**Stated task**
Please state how many lines in the rows below contain the string "passenger", with case counting toward a match. Reply with the number alone.

**Records for the task**

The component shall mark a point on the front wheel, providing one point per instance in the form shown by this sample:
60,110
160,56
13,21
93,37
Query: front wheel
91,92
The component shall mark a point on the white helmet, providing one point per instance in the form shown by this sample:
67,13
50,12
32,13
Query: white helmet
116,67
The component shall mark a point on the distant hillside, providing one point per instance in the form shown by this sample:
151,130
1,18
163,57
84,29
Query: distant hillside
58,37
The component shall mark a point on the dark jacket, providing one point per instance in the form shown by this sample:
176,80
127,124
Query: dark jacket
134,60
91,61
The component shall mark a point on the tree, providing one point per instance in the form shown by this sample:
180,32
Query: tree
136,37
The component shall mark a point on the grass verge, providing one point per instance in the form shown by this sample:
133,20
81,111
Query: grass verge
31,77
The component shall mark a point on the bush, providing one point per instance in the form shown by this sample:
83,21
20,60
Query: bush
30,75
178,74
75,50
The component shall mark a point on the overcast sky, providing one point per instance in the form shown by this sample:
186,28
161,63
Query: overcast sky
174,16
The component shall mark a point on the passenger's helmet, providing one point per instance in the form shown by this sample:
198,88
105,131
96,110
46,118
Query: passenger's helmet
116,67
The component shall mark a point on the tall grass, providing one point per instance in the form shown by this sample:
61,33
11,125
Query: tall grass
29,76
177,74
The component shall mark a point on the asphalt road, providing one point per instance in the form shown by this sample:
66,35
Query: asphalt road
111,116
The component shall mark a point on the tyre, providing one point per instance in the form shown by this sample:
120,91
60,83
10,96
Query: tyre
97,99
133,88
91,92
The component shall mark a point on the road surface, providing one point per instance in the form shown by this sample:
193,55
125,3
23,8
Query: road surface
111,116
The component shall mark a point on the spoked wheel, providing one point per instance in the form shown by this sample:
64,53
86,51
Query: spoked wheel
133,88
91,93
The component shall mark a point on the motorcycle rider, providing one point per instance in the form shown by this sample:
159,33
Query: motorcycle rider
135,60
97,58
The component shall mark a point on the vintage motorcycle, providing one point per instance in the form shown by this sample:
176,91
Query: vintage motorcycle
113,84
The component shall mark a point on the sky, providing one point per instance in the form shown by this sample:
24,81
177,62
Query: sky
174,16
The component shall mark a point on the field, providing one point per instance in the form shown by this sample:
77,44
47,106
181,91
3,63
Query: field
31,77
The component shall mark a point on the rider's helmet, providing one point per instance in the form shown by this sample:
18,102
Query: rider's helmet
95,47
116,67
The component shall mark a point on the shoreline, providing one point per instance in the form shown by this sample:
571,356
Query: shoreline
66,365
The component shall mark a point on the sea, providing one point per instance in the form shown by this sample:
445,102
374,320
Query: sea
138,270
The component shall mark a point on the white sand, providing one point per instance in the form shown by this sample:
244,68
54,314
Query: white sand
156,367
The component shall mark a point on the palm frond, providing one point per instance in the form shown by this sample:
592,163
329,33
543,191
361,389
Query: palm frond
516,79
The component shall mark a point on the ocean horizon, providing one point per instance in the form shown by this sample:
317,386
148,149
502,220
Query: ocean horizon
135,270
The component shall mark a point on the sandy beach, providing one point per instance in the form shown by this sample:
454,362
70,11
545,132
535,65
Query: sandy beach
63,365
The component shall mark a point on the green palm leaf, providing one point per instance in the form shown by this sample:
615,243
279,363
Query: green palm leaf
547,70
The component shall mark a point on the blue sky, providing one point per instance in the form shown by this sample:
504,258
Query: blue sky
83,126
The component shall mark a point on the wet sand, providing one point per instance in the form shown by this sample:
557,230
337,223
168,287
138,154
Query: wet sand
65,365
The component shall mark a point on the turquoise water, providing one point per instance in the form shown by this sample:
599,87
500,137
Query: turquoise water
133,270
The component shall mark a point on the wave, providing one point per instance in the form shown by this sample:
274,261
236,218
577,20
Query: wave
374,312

--

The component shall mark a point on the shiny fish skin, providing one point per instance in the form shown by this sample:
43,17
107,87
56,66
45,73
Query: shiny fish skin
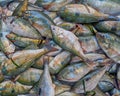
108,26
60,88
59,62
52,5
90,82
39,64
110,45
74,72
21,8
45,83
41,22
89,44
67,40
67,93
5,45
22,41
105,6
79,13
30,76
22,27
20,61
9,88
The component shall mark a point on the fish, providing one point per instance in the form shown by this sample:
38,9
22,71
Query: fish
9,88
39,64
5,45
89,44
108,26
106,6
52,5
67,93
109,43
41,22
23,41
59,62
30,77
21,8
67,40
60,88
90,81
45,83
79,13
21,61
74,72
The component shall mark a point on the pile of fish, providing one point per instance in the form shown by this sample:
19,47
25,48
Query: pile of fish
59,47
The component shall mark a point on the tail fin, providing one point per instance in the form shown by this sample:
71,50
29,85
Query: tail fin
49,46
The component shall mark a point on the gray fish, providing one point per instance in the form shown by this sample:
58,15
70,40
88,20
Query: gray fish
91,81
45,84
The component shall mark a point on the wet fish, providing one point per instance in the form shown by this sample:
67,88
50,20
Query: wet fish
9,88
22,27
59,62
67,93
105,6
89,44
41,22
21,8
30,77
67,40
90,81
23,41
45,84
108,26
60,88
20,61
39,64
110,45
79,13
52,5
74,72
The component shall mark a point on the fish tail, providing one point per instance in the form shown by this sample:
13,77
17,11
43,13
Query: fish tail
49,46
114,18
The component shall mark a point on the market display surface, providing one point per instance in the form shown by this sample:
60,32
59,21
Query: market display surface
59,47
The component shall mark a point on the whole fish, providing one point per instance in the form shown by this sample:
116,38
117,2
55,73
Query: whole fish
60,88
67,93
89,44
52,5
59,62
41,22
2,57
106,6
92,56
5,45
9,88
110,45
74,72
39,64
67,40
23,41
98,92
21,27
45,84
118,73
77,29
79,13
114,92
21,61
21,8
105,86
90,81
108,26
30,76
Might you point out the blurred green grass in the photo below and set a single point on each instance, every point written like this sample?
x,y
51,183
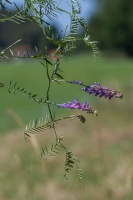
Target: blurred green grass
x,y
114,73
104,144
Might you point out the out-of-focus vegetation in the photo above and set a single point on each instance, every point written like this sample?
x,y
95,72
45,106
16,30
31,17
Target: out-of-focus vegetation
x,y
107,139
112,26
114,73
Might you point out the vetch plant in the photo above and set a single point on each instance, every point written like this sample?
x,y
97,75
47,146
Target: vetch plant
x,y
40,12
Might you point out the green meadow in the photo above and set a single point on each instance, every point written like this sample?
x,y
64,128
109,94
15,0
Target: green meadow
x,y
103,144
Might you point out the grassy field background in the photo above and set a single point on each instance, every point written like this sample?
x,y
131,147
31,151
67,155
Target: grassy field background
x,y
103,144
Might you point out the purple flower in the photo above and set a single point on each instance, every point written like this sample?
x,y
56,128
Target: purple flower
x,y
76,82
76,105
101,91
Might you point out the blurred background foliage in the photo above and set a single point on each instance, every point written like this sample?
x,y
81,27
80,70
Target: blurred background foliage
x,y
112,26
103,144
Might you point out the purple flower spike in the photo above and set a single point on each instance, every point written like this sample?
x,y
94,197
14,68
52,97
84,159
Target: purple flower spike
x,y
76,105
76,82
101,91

**Exercise response**
2